TASK TO CARRY OUT:
Below are some records. Output the lines from the first one through the line that holds "box: [104, 0, 593, 48]", exactly as written, with no pictures.

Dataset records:
--------

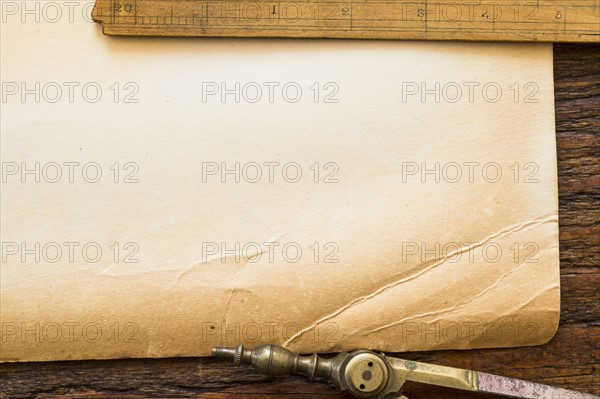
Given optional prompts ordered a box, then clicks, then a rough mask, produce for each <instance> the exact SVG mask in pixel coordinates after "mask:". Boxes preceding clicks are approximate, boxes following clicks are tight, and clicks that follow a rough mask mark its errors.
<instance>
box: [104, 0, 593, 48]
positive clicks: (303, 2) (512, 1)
mask: <svg viewBox="0 0 600 399" xmlns="http://www.w3.org/2000/svg"><path fill="white" fill-rule="evenodd" d="M92 17H93V18H94V20H95V21H97V22H101V23H102V24H103V30H104V33H105V34H108V35H136V36H137V35H143V36H206V37H209V36H226V37H303V38H347V39H354V38H355V39H418V40H485V41H488V40H491V41H537V42H595V43H600V0H559V1H552V0H538V1H517V0H494V1H493V2H482V1H478V0H458V1H441V2H436V1H432V0H425V1H405V0H362V1H360V0H357V1H353V0H332V1H331V0H330V1H255V0H225V1H211V0H96V5H95V7H94V10H93V12H92Z"/></svg>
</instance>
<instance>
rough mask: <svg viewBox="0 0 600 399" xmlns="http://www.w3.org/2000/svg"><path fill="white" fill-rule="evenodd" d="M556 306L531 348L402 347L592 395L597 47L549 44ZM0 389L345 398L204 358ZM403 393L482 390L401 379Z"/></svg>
mask: <svg viewBox="0 0 600 399" xmlns="http://www.w3.org/2000/svg"><path fill="white" fill-rule="evenodd" d="M554 57H555V61H554V65H555V84H556V132H557V133H556V134H557V142H558V177H559V196H560V251H561V255H560V257H561V285H562V288H561V294H562V315H561V323H560V328H559V330H558V333H557V335H556V337H555V338H554V339H553V340H552V341H551V342H550V343H549V344H547V345H545V346H540V347H531V348H517V349H495V350H472V351H446V352H431V353H409V354H403V355H402V356H403V357H405V358H410V359H415V360H420V361H425V362H435V363H439V364H443V365H448V366H455V367H464V368H471V369H476V370H482V371H487V372H491V373H497V374H502V375H506V376H509V377H516V378H522V379H528V380H532V381H537V382H542V383H547V384H553V385H557V386H560V387H564V388H570V389H577V390H581V391H585V392H591V393H595V394H598V395H600V156H599V154H600V46H598V45H556V46H555V55H554ZM0 375H1V376H0V384H1V385H0V397H2V398H232V399H233V398H299V397H304V398H310V399H317V398H318V399H324V398H348V397H349V396H348V395H345V394H341V393H337V392H335V391H333V389H332V388H331V387H330V386H328V385H326V384H318V383H312V384H311V383H308V382H305V381H304V380H303V379H302V378H295V377H289V378H277V379H269V378H267V377H263V376H259V375H256V374H254V373H253V372H252V371H251V370H250V369H249V368H232V367H230V366H229V364H225V363H222V362H218V361H216V360H213V359H190V358H186V359H161V360H144V359H132V360H113V361H85V362H53V363H22V364H2V365H0ZM405 394H406V395H407V396H409V397H410V398H411V399H419V398H427V399H438V398H439V399H442V398H443V399H451V398H466V399H468V398H485V397H489V396H484V395H475V394H469V393H464V392H458V391H452V390H448V389H441V388H431V387H423V386H416V385H407V386H406V389H405Z"/></svg>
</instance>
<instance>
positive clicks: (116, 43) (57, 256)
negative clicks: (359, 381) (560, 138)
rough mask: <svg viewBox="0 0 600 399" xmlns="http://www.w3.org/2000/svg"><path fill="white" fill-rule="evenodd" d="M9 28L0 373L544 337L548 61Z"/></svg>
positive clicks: (90, 26)
mask: <svg viewBox="0 0 600 399" xmlns="http://www.w3.org/2000/svg"><path fill="white" fill-rule="evenodd" d="M21 11H22V10H21ZM21 11H20V12H21ZM88 11H89V10H88ZM21 13H22V12H21ZM21 13H16V12H15V13H12V12H11V13H9V14H10V15H7V22H6V23H5V24H3V28H2V80H3V82H2V85H3V87H2V96H3V99H2V102H3V103H2V149H1V156H2V194H1V200H2V219H1V229H2V231H1V234H2V264H1V269H0V273H1V274H0V277H1V298H0V305H1V323H2V341H1V345H2V346H1V355H0V359H1V360H2V361H30V360H57V359H96V358H117V357H166V356H203V355H208V354H209V353H210V349H211V348H212V347H213V346H217V345H234V344H237V343H239V342H243V343H245V344H248V345H250V346H254V345H259V344H262V343H266V342H272V343H279V344H284V345H286V346H287V347H289V348H291V349H293V350H295V351H299V352H313V351H319V352H332V351H342V350H350V349H356V348H373V349H379V350H385V351H417V350H431V349H446V348H448V349H449V348H459V349H464V348H475V347H506V346H520V345H535V344H541V343H544V342H546V341H548V340H549V339H550V338H551V337H552V335H553V334H554V332H555V330H556V328H557V323H558V315H559V274H558V223H557V180H556V161H555V141H554V120H553V86H552V47H551V46H550V45H522V44H483V43H480V44H463V43H424V42H421V43H415V42H364V41H294V40H285V41H279V40H266V41H259V40H197V39H191V40H190V39H182V40H173V39H166V40H165V39H149V38H134V39H126V38H120V39H115V38H107V37H103V36H102V34H101V33H100V31H99V28H98V27H96V26H94V25H93V23H92V22H91V21H89V20H88V19H87V18H86V16H87V14H86V12H85V10H80V9H75V10H74V14H73V18H72V19H66V18H67V17H66V15H67V14H66V13H65V14H64V15H63V19H61V20H59V21H58V22H56V23H51V22H49V21H47V20H45V19H44V18H41V20H40V21H39V22H35V21H34V22H31V21H32V20H31V19H30V20H27V18H28V17H27V15H26V18H25V22H23V19H22V18H21V17H20V16H21ZM13 14H15V15H17V17H18V18H17V17H14V15H13ZM80 14H81V15H80ZM53 15H54V14H53ZM42 17H43V15H42ZM29 18H30V17H29Z"/></svg>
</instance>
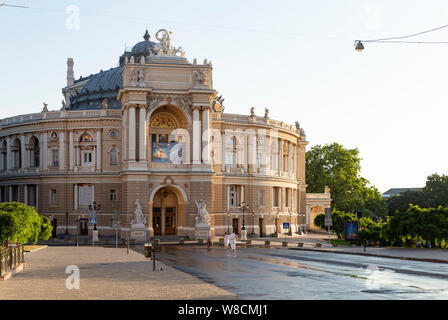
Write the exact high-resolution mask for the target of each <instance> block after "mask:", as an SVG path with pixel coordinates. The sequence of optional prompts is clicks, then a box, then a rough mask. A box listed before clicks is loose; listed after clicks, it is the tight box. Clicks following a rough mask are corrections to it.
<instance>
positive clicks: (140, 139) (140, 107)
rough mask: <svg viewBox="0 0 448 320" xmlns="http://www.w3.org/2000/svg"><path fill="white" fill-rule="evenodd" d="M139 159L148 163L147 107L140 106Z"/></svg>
mask: <svg viewBox="0 0 448 320" xmlns="http://www.w3.org/2000/svg"><path fill="white" fill-rule="evenodd" d="M139 120H140V124H139V131H140V132H139V136H140V137H139V140H138V141H139V159H140V161H146V107H145V106H140V119H139Z"/></svg>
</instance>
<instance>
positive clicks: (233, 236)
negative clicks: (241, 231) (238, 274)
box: [229, 232, 238, 252]
mask: <svg viewBox="0 0 448 320" xmlns="http://www.w3.org/2000/svg"><path fill="white" fill-rule="evenodd" d="M237 240H238V237H237V235H236V234H235V233H234V232H232V233H231V234H230V235H229V241H230V250H231V251H232V252H235V250H236V241H237Z"/></svg>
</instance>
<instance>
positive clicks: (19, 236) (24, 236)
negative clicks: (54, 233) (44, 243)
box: [0, 202, 52, 243]
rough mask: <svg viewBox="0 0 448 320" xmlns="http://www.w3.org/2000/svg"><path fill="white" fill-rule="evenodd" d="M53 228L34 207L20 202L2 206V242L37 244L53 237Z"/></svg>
mask: <svg viewBox="0 0 448 320" xmlns="http://www.w3.org/2000/svg"><path fill="white" fill-rule="evenodd" d="M51 231H52V226H51V223H50V220H48V218H46V217H44V216H41V215H39V214H38V213H37V211H36V209H35V208H34V207H29V206H27V205H24V204H23V203H19V202H4V203H1V204H0V240H1V241H2V243H3V242H4V241H15V242H18V243H28V242H33V243H36V242H37V241H38V240H39V239H44V240H47V239H49V238H50V237H51Z"/></svg>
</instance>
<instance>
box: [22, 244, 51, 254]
mask: <svg viewBox="0 0 448 320" xmlns="http://www.w3.org/2000/svg"><path fill="white" fill-rule="evenodd" d="M45 248H48V245H43V246H42V247H40V248H36V249H33V250H31V251H25V250H24V252H28V253H31V252H36V251H39V250H42V249H45Z"/></svg>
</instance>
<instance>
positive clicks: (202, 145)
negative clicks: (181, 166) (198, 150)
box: [202, 106, 210, 164]
mask: <svg viewBox="0 0 448 320" xmlns="http://www.w3.org/2000/svg"><path fill="white" fill-rule="evenodd" d="M209 143H210V107H208V106H206V107H202V162H203V163H205V164H209V163H210V147H209Z"/></svg>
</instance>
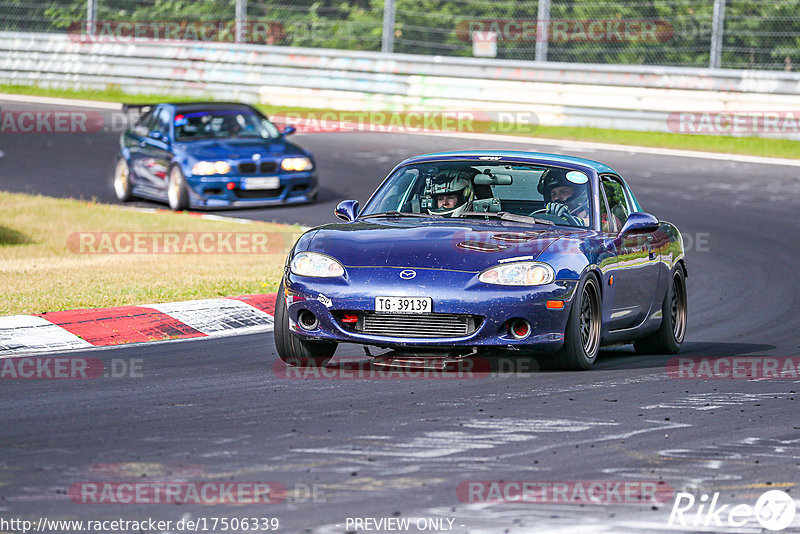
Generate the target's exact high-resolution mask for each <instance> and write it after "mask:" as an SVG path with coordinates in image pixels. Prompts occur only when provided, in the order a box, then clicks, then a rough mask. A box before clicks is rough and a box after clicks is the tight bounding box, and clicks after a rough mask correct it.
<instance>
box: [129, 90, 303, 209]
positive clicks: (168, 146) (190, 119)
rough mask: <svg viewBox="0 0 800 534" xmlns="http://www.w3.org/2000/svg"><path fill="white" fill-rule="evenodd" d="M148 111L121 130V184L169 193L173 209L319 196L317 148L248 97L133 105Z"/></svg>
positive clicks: (291, 199) (257, 201)
mask: <svg viewBox="0 0 800 534" xmlns="http://www.w3.org/2000/svg"><path fill="white" fill-rule="evenodd" d="M134 108H138V109H140V110H141V111H142V112H143V113H142V115H141V117H140V118H139V120H138V121H137V122H136V124H135V125H134V126H133V127H132V128H130V129H128V130H126V131H125V132H123V134H122V135H121V136H120V154H119V157H118V159H117V165H116V169H115V171H114V192H115V193H116V196H117V199H119V200H120V201H122V202H125V201H128V200H131V199H132V198H134V197H141V198H148V199H152V200H157V201H162V202H163V201H166V202H168V203H169V206H170V208H172V209H174V210H184V209H187V208H200V209H209V208H225V207H255V206H268V205H272V204H285V203H291V202H312V201H314V199H315V198H316V195H317V176H316V170H315V166H314V159H313V158H312V157H311V154H310V153H309V152H307V151H306V150H303V149H302V148H300V147H299V146H297V145H295V144H292V143H290V142H288V141H286V139H285V136H286V135H288V134H290V133H292V132H294V127H291V126H289V127H287V128H286V129H284V130H283V131H280V130H279V129H278V128H277V127H276V126H275V125H274V124H272V123H271V122H270V121H269V120H267V118H266V117H265V116H264V115H262V114H261V113H260V112H259V111H258V110H257V109H255V108H253V107H252V106H248V105H247V104H239V103H224V102H194V103H187V104H159V105H156V106H127V109H134Z"/></svg>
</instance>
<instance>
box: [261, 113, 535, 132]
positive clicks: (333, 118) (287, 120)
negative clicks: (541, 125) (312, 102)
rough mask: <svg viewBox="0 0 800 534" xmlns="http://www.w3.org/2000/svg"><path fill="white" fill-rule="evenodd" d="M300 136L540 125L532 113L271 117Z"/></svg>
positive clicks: (311, 114) (483, 128)
mask: <svg viewBox="0 0 800 534" xmlns="http://www.w3.org/2000/svg"><path fill="white" fill-rule="evenodd" d="M270 119H271V120H272V121H273V122H275V123H276V124H281V125H282V124H287V125H292V126H294V127H295V128H297V131H298V132H301V133H333V132H379V133H381V132H382V133H425V132H460V133H497V134H503V133H514V132H517V131H531V130H532V129H534V128H536V127H537V126H538V124H539V117H538V116H537V115H536V113H534V112H533V111H480V110H471V111H470V110H443V111H435V110H406V111H303V112H301V111H287V112H280V113H277V114H275V115H272V116H271V117H270Z"/></svg>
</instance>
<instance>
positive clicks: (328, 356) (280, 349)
mask: <svg viewBox="0 0 800 534" xmlns="http://www.w3.org/2000/svg"><path fill="white" fill-rule="evenodd" d="M274 335H275V348H276V349H278V356H279V357H280V359H281V360H283V362H284V363H285V364H287V365H293V366H295V367H324V366H325V364H326V363H328V361H330V359H331V358H332V357H333V353H334V352H336V346H337V345H338V344H337V343H334V342H323V341H305V340H302V339H300V338H299V337H297V336H296V335H294V334H293V333H292V332H291V331H290V330H289V318H288V317H287V316H286V298H285V297H284V292H283V282H282V281H281V285H280V287H278V296H277V298H276V300H275V330H274Z"/></svg>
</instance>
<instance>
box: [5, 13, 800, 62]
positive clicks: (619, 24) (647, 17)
mask: <svg viewBox="0 0 800 534" xmlns="http://www.w3.org/2000/svg"><path fill="white" fill-rule="evenodd" d="M386 2H388V5H386V4H385V3H384V1H383V0H350V1H347V0H345V1H341V0H340V1H333V0H274V1H269V2H264V1H261V2H256V1H254V0H249V1H248V0H197V1H194V2H186V1H183V0H72V1H58V2H56V1H53V0H0V12H2V13H3V16H2V18H0V30H12V31H37V32H69V33H71V34H74V35H75V36H76V38H80V39H102V40H112V39H116V40H125V39H165V40H170V39H179V40H200V41H202V40H210V41H231V42H233V41H239V42H251V43H256V44H270V45H284V46H301V47H322V48H336V49H346V50H373V51H380V50H384V51H393V52H398V53H409V54H423V55H444V56H463V57H473V56H481V57H489V58H493V57H494V58H501V59H513V60H537V59H538V60H540V61H553V62H578V63H600V64H625V65H631V64H634V65H665V66H666V65H669V66H684V67H708V66H711V67H720V68H735V69H769V70H784V71H797V70H800V0H494V1H488V0H480V1H478V0H386ZM386 16H389V17H390V18H389V19H388V21H390V24H388V25H384V17H386ZM392 20H393V22H394V23H393V24H391V21H392ZM201 23H204V24H201Z"/></svg>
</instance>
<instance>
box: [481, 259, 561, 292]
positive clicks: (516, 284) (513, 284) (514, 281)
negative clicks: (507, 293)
mask: <svg viewBox="0 0 800 534" xmlns="http://www.w3.org/2000/svg"><path fill="white" fill-rule="evenodd" d="M555 278H556V275H555V273H554V272H553V268H552V267H550V266H549V265H547V264H546V263H539V262H536V261H518V262H514V263H507V264H505V265H497V266H495V267H492V268H490V269H486V270H485V271H483V272H482V273H481V275H480V276H479V277H478V280H480V281H481V282H483V283H485V284H497V285H501V286H543V285H545V284H549V283H550V282H552V281H553V280H555Z"/></svg>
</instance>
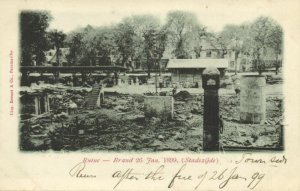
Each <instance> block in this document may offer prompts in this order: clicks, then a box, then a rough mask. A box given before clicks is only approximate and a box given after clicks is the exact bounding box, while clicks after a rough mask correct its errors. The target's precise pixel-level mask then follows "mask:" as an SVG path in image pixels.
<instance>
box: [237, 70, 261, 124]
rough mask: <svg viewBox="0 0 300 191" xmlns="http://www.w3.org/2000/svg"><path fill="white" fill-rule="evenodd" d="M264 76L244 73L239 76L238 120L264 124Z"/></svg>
mask: <svg viewBox="0 0 300 191" xmlns="http://www.w3.org/2000/svg"><path fill="white" fill-rule="evenodd" d="M265 87H266V78H265V76H262V75H244V76H242V78H241V93H240V98H241V99H240V121H241V122H242V123H257V124H259V123H260V124H264V123H265V120H266V93H265Z"/></svg>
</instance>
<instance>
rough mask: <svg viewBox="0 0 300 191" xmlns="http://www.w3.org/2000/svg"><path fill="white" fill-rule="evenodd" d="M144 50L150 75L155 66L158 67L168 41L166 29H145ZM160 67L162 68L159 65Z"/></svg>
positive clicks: (143, 35) (149, 74) (146, 64)
mask: <svg viewBox="0 0 300 191" xmlns="http://www.w3.org/2000/svg"><path fill="white" fill-rule="evenodd" d="M143 37H144V39H145V40H144V42H145V46H144V52H145V54H146V68H147V72H148V77H149V78H150V71H151V69H152V68H153V67H155V66H156V67H157V65H158V63H159V61H160V60H161V58H162V57H163V53H164V51H165V47H166V42H167V33H166V31H165V30H155V29H153V28H150V29H148V30H147V31H145V33H144V35H143ZM158 67H159V69H160V68H161V67H160V66H158Z"/></svg>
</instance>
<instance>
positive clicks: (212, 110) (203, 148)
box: [202, 68, 220, 151]
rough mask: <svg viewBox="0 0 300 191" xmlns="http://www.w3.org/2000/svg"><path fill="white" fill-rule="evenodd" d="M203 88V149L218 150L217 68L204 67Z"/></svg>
mask: <svg viewBox="0 0 300 191" xmlns="http://www.w3.org/2000/svg"><path fill="white" fill-rule="evenodd" d="M202 87H203V89H204V110H203V111H204V115H203V150H204V151H218V150H219V125H220V124H219V121H220V118H219V95H218V89H219V87H220V72H219V70H218V69H217V68H206V69H205V70H204V71H203V74H202Z"/></svg>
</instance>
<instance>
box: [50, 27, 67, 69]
mask: <svg viewBox="0 0 300 191" xmlns="http://www.w3.org/2000/svg"><path fill="white" fill-rule="evenodd" d="M48 35H49V38H50V41H51V42H50V43H51V44H52V45H53V46H54V47H55V49H56V65H57V66H60V65H61V63H59V62H60V60H59V57H60V55H61V51H60V48H61V47H63V45H64V41H65V39H66V34H64V33H63V32H62V31H57V30H52V31H50V32H49V34H48Z"/></svg>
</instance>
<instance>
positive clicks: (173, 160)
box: [164, 157, 178, 163]
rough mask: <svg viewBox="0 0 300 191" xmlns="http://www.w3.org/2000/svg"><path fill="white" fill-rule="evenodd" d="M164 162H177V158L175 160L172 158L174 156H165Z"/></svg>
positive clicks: (172, 157)
mask: <svg viewBox="0 0 300 191" xmlns="http://www.w3.org/2000/svg"><path fill="white" fill-rule="evenodd" d="M164 163H178V160H177V158H174V157H165V158H164Z"/></svg>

--------

WORKED SOLUTION:
Given optional prompts ordered a box, then clicks, then a rough mask, produce for each <instance> the exact SVG mask in pixel coordinates after "mask:". Boxes preceding clicks are approximate, boxes following clicks are tight, and clicks that follow a rough mask mark its errors.
<instance>
box: [104, 0, 593, 48]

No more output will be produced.